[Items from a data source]
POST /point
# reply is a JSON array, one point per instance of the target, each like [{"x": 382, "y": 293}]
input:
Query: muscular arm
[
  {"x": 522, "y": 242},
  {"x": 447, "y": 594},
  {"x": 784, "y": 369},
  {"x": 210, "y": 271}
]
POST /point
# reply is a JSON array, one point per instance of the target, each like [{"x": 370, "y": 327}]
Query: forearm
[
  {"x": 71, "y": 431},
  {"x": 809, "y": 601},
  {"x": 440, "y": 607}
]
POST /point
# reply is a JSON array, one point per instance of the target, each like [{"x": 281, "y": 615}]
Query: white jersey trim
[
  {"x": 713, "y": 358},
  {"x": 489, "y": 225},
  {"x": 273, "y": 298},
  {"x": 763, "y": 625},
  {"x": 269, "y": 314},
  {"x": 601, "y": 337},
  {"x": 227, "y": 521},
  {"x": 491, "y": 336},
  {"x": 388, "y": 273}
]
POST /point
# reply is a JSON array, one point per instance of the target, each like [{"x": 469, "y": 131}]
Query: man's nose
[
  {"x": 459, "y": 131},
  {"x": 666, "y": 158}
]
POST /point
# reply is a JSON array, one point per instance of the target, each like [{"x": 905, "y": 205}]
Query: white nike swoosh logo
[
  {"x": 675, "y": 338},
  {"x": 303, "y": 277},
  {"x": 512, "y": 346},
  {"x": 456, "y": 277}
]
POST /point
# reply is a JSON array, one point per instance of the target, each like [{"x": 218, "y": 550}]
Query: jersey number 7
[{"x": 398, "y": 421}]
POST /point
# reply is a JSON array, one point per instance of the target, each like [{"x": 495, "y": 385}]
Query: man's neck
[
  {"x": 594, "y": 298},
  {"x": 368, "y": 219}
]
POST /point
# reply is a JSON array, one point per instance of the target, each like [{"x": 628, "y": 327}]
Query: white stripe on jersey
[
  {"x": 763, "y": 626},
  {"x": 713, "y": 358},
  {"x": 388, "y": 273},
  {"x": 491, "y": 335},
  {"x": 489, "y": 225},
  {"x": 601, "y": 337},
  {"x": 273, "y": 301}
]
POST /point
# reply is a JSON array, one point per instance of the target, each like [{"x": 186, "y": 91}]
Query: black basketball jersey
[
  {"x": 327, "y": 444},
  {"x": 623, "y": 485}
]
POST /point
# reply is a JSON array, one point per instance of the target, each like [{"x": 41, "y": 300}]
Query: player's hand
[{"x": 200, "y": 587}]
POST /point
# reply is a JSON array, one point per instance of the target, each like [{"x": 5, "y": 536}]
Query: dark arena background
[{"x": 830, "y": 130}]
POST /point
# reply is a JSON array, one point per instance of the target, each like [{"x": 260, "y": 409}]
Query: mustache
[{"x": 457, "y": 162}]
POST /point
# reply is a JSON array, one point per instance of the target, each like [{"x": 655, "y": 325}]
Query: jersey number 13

WORK TO BE COMPLETED: Copy the material above verbatim.

OUTPUT:
POST /point
# reply is a JSON array, one point per instance of the target, each like [{"x": 382, "y": 293}]
input:
Query: muscular arm
[
  {"x": 522, "y": 242},
  {"x": 447, "y": 594},
  {"x": 784, "y": 369},
  {"x": 210, "y": 271}
]
POST /point
# reply is a JSON array, one point per instance of the target, each like [{"x": 370, "y": 327}]
Query: forearm
[
  {"x": 71, "y": 431},
  {"x": 809, "y": 601},
  {"x": 440, "y": 607}
]
POST /point
# reply is a JSON array, one point per instance of the target, each like [{"x": 281, "y": 615}]
Query: white jersey trim
[
  {"x": 713, "y": 358},
  {"x": 489, "y": 225},
  {"x": 273, "y": 298},
  {"x": 763, "y": 625},
  {"x": 269, "y": 314},
  {"x": 601, "y": 337},
  {"x": 227, "y": 521},
  {"x": 491, "y": 336},
  {"x": 388, "y": 273}
]
POST /point
# reply is a JSON array, one point per instance of the target, each like [{"x": 469, "y": 131}]
Query: man's nose
[
  {"x": 459, "y": 131},
  {"x": 666, "y": 158}
]
POST /point
# reply is a JSON array, one point per instance of the target, each like [{"x": 905, "y": 205}]
Query: white nike swoosh logo
[
  {"x": 675, "y": 338},
  {"x": 303, "y": 277},
  {"x": 512, "y": 346},
  {"x": 456, "y": 277}
]
POST /point
# reply is a JSON array, one point per instance of the target, each like [{"x": 218, "y": 550}]
Query: jersey number 7
[{"x": 398, "y": 421}]
POST /point
# reply is a JSON array, one point per instance of the target, each like [{"x": 495, "y": 385}]
Query: man's neck
[
  {"x": 594, "y": 298},
  {"x": 368, "y": 219}
]
POST /point
# reply is a JSON array, one point per instance of the target, each like [{"x": 628, "y": 327}]
Query: white stripe on jersey
[
  {"x": 763, "y": 626},
  {"x": 713, "y": 358},
  {"x": 388, "y": 273},
  {"x": 491, "y": 335},
  {"x": 489, "y": 225},
  {"x": 601, "y": 337},
  {"x": 273, "y": 301}
]
POST /point
# reply is a JSON array, one point per instance of the target, each like [{"x": 186, "y": 91}]
Query: black basketball jersey
[
  {"x": 327, "y": 444},
  {"x": 623, "y": 485}
]
POST /point
# reply is a JSON array, one point per instance of the target, each like [{"x": 41, "y": 300}]
Query: player's hand
[{"x": 200, "y": 587}]
POST /point
# reply is a JSON array, one point per instance of the target, each like [{"x": 5, "y": 536}]
Query: dark arena background
[{"x": 830, "y": 130}]
POST /point
# reply is a JSON array, one point per instance of the target, each like [{"x": 260, "y": 409}]
Query: mustache
[{"x": 457, "y": 162}]
POST /point
# reply is a JSON array, one point per instance of the target, each like [{"x": 655, "y": 325}]
Query: jersey number 13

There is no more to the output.